━━━━━ Text provided ━━━━━

It’s not that I hated that Ted went back to Robin in the end, because, meh, whatever, but it’s the fact that the creators kind of misled the viewer into thinking the endgame was How Ted Mosby Met His Wife, not How Ted Mosby Fell In Love Again. Things were looking up at the end of season eight, when we see The Mother/Tracy McConnell for the first time. It was exciting to see flash forwards of her and Ted happily together, and her meeting the other four BFFs. I was looking forward to their happy ending in 2030. But when the series finale came, fans’ worst fears came true, and Tracy was dunzo. To me, she was used as a plot device, a minor character in the overarching storyline just to show the viewer that in fact, Ted had been in love with Robin the whole eight years we’ve spent watching the show. It was a plotline that had been brought up multiple times in the show, but we viewers dismissed it because it was clear that each Robin and Ted had moved on.

HIMYM creators Carter Bays and Craig Thomas revealed after the series finale that they had this plan of Robin and Ted coming together in the series finale since season one. Hey, remember in the pilot when Ted made it clear he called Robin AUNT Robin on purpose, because Carter and Craig wanted us to know that she wasn’t the mother? It clearly implied those two kids didn’t belong to Robin, and thus the viewer was hooked for the next nine seasons to find out who that Mother was.

Although not explicit in its title, Pretty Little Liars has done the same. It’s a mystery drama that in the pilot, is set up that this group of four girlfriends discover their other BFF, Allison, is dead after she went missing. The girls each receive threatening messages from a mysterious -A, and for the next six seasons, we went deep into the world of Rosewood, its many characters, and tried to uncover the identity of this psycho -A.

Those theories that I mentioned before – hardcore fans of PLL take down every note, every detail, scour over every minute clue that is shown in each episode and compile them in one huge Internet Bible as if the world of Rosewood is real. There have been five and a half seasons of twists and turns, and turns and twists on top of those, and red herrings and actual clues mixed in that it makes my head actually hurt.

prop clue board or the inside of a PLL fan’s brain?

━━━━━ Input data ━━━━━

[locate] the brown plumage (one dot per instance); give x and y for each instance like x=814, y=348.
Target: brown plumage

━━━━━
━━━━━ Input data ━━━━━

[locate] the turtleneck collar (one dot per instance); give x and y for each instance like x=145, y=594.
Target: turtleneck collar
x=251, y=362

━━━━━
━━━━━ Input data ━━━━━

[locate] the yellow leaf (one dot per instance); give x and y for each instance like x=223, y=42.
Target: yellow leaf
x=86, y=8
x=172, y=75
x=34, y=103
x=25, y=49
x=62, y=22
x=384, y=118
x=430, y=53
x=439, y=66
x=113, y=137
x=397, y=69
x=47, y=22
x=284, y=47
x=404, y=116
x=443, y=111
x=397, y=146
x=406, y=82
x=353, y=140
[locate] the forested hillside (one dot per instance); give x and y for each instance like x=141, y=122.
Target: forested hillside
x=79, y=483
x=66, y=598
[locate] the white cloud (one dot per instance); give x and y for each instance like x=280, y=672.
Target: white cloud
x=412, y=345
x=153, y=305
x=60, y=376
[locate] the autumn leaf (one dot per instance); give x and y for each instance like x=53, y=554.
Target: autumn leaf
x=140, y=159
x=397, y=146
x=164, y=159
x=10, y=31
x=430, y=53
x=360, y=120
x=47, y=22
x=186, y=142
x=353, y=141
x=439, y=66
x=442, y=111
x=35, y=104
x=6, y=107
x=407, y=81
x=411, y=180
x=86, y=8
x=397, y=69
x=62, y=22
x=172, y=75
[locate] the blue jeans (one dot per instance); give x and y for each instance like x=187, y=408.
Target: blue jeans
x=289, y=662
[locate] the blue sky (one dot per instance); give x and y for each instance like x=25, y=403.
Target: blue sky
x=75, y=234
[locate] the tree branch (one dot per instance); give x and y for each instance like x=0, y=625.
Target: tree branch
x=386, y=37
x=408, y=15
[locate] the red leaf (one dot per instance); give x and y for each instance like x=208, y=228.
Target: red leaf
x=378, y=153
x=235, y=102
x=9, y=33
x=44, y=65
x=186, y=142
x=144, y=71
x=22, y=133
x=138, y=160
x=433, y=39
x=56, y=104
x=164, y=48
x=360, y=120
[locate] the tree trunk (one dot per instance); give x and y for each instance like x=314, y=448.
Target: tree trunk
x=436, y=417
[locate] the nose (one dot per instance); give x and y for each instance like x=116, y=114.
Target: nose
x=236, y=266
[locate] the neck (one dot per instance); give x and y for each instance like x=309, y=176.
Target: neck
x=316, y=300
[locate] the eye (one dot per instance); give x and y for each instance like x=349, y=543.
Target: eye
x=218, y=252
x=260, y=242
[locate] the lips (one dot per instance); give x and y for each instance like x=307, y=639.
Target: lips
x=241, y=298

━━━━━

■ Things to do ■
1 - Rewrite the paragraph of the text about TV mysteries that begins "HIMYM creators Carter Bays" in two sentences, keeping its main facts.
2 - Answer each question from the text about TV mysteries.
(a) At the end of which season do viewers first see The Mother/Tracy McConnell?
(b) Who are the creators of HIMYM?
(c) In Pretty Little Liars, what is the name of the friend the four girls discover is dead?
3 - Pull out the part of the text about TV mysteries starting at "Those theories that" and ending at "PLL fan’s brain?".

■ Replies ■
1 - After the series finale, HIMYM creators Carter Bays and Craig Thomas revealed that they had planned Robin and Ted's reunion since season one. In the pilot, Ted deliberately called her Aunt Robin to show she wasn't the mother, which implied the two kids weren't hers and kept viewers hooked for nine seasons to find out who the Mother was.

2 -
(a) Season eight
(b) Carter Bays and Craig Thomas
(c) Allison

3 -
Those theories that I mentioned before – hardcore fans of PLL take down every note, every detail, scour over every minute clue that is shown in each episode and compile them in one huge Internet Bible as if the world of Rosewood is real. There have been five and a half seasons of twists and turns, and turns and twists on top of those, and red herrings and actual clues mixed in that it makes my head actually hurt.

prop clue board or the inside of a PLL fan’s brain?